-- DOCUMENT SEGMENT --
“In its Grand Finale, Top Boy Delivers a Gripping Conclusion: Dushane and Sully at the Brink of a Violent Showdown“
The comparisons to HBO’s iconic series, The Wire, have always loomed large over Netflix’s Top Boy. While The Wire showcased Baltimore’s sprawling drug trade and its corrupting influence, Top Boy carved its own unique path in British storytelling. In its final season, the show not only lives up to its American counterpart but also delivers six tense, kinetic, and emotionally charged episodes, pushing its complex anti-heroes to the brink.
From the outset, it’s clear that only one can emerge as the true “Top Boy” in the unforgiving landscape of Hackney’s Summerhouse estate. Childhood friends turned drug kingpins, Dushane (Ashley Walters) and Sully (Kane Robinson), find themselves in an inevitable showdown for supremacy, even if it means ruling over ashes.

-- RECORDS --
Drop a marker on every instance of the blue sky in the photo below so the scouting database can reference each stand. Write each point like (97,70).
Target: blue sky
---
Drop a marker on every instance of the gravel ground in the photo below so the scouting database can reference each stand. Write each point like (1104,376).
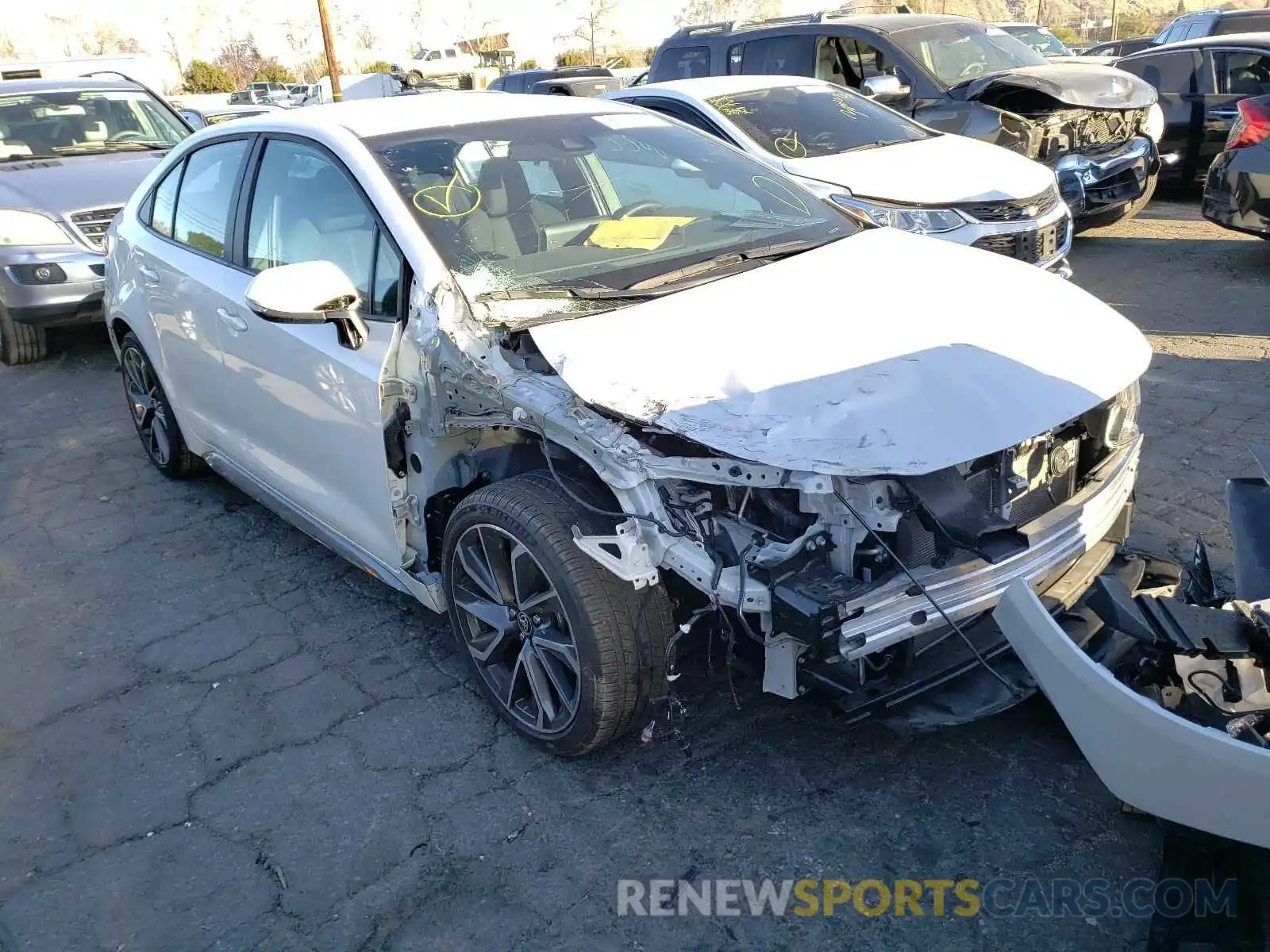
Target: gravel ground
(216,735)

-- CHECK YOUR UNDERSTANDING --
**a)** Write out the Top Boy review word for word, from "From the outset, it’s" to "ruling over ashes.".
**b)** In the Top Boy review, list the words used to describe the six episodes of the final season.
The material is separate from the Top Boy review.

-- SOLUTIONS --
**a)**
From the outset, it’s clear that only one can emerge as the true “Top Boy” in the unforgiving landscape of Hackney’s Summerhouse estate. Childhood friends turned drug kingpins, Dushane (Ashley Walters) and Sully (Kane Robinson), find themselves in an inevitable showdown for supremacy, even if it means ruling over ashes.

**b)**
tense
kinetic
emotionally charged